Problem to solve — Pull out each line of the listing below that contains the word "post", treating uppercase and lowercase letters as different.

(Detection listing)
--------
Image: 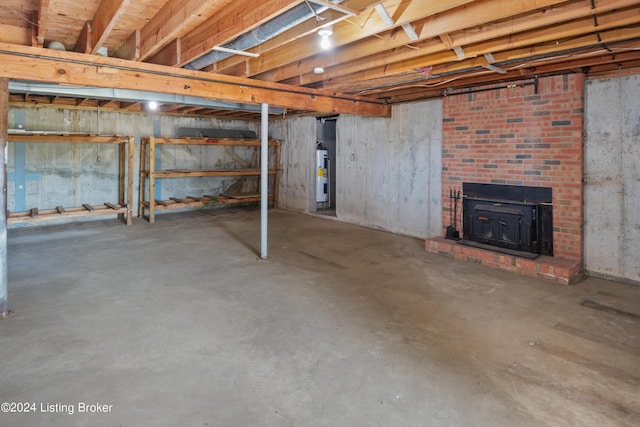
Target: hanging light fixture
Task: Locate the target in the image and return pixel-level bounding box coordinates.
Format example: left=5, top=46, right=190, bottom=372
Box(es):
left=318, top=26, right=333, bottom=50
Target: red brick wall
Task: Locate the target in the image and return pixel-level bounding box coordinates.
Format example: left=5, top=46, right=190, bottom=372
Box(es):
left=442, top=74, right=584, bottom=259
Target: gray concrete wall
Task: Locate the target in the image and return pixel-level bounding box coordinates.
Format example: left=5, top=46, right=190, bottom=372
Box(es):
left=271, top=100, right=442, bottom=238
left=336, top=100, right=442, bottom=238
left=269, top=117, right=317, bottom=212
left=584, top=75, right=640, bottom=283
left=8, top=108, right=259, bottom=226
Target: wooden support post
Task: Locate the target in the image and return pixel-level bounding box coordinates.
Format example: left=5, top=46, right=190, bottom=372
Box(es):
left=118, top=143, right=127, bottom=224
left=0, top=78, right=9, bottom=319
left=138, top=139, right=147, bottom=218
left=127, top=136, right=135, bottom=225
left=260, top=103, right=269, bottom=259
left=149, top=137, right=156, bottom=224
left=273, top=141, right=280, bottom=209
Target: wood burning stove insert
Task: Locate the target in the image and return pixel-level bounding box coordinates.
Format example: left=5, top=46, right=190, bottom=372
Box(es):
left=460, top=182, right=553, bottom=258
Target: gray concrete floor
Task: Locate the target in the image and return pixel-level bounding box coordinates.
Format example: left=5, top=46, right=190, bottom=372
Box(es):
left=0, top=209, right=640, bottom=427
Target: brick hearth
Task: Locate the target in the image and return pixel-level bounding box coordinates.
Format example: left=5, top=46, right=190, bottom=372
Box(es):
left=425, top=237, right=582, bottom=285
left=426, top=74, right=584, bottom=283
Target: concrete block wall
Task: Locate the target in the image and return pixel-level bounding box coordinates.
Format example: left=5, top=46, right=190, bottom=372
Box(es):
left=270, top=100, right=442, bottom=238
left=7, top=107, right=259, bottom=226
left=441, top=74, right=584, bottom=260
left=336, top=99, right=442, bottom=238
left=585, top=75, right=640, bottom=284
left=269, top=117, right=317, bottom=213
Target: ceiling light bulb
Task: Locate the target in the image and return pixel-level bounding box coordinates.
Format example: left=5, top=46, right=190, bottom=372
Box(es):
left=320, top=36, right=331, bottom=50
left=318, top=26, right=333, bottom=50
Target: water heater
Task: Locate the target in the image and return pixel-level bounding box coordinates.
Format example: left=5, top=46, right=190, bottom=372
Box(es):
left=316, top=149, right=329, bottom=203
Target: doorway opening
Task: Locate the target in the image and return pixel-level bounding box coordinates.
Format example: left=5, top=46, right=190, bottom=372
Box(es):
left=315, top=116, right=338, bottom=216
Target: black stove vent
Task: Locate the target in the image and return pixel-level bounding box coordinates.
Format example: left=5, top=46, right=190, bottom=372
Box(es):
left=461, top=182, right=553, bottom=258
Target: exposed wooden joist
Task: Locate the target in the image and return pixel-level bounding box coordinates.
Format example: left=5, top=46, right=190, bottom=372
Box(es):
left=35, top=0, right=49, bottom=47
left=240, top=0, right=471, bottom=76
left=91, top=0, right=131, bottom=54
left=155, top=0, right=303, bottom=66
left=137, top=0, right=216, bottom=61
left=212, top=10, right=346, bottom=76
left=73, top=21, right=93, bottom=53
left=210, top=0, right=379, bottom=75
left=268, top=0, right=616, bottom=84
left=318, top=7, right=640, bottom=89
left=0, top=43, right=390, bottom=117
left=378, top=51, right=640, bottom=103
left=113, top=30, right=140, bottom=61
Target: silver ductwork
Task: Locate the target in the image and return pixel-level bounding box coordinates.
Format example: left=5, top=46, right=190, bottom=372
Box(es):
left=184, top=0, right=343, bottom=70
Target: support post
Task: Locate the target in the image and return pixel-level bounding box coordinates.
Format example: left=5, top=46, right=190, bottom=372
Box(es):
left=260, top=103, right=269, bottom=259
left=0, top=78, right=9, bottom=319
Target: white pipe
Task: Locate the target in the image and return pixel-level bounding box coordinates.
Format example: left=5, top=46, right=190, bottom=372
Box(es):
left=260, top=103, right=269, bottom=259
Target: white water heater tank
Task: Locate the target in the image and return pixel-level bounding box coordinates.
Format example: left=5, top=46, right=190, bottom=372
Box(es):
left=316, top=150, right=329, bottom=203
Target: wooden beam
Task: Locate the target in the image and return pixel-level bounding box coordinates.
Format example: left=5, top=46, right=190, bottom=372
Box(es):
left=242, top=0, right=471, bottom=76
left=0, top=24, right=30, bottom=46
left=91, top=0, right=131, bottom=54
left=36, top=0, right=49, bottom=47
left=0, top=43, right=391, bottom=117
left=318, top=7, right=640, bottom=90
left=0, top=77, right=9, bottom=319
left=147, top=39, right=182, bottom=67
left=258, top=0, right=637, bottom=84
left=113, top=30, right=140, bottom=61
left=138, top=0, right=218, bottom=61
left=73, top=21, right=93, bottom=53
left=159, top=0, right=303, bottom=66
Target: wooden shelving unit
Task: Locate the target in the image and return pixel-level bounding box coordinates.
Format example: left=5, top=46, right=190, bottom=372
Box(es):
left=7, top=132, right=134, bottom=225
left=138, top=137, right=280, bottom=223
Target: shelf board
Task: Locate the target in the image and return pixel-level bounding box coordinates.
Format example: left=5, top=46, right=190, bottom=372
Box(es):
left=142, top=138, right=278, bottom=147
left=7, top=203, right=127, bottom=224
left=143, top=169, right=276, bottom=178
left=142, top=193, right=273, bottom=211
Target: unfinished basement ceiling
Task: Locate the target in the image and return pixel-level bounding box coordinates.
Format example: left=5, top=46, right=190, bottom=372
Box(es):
--------
Solution for this exercise —
Target: wooden support post
Target: support post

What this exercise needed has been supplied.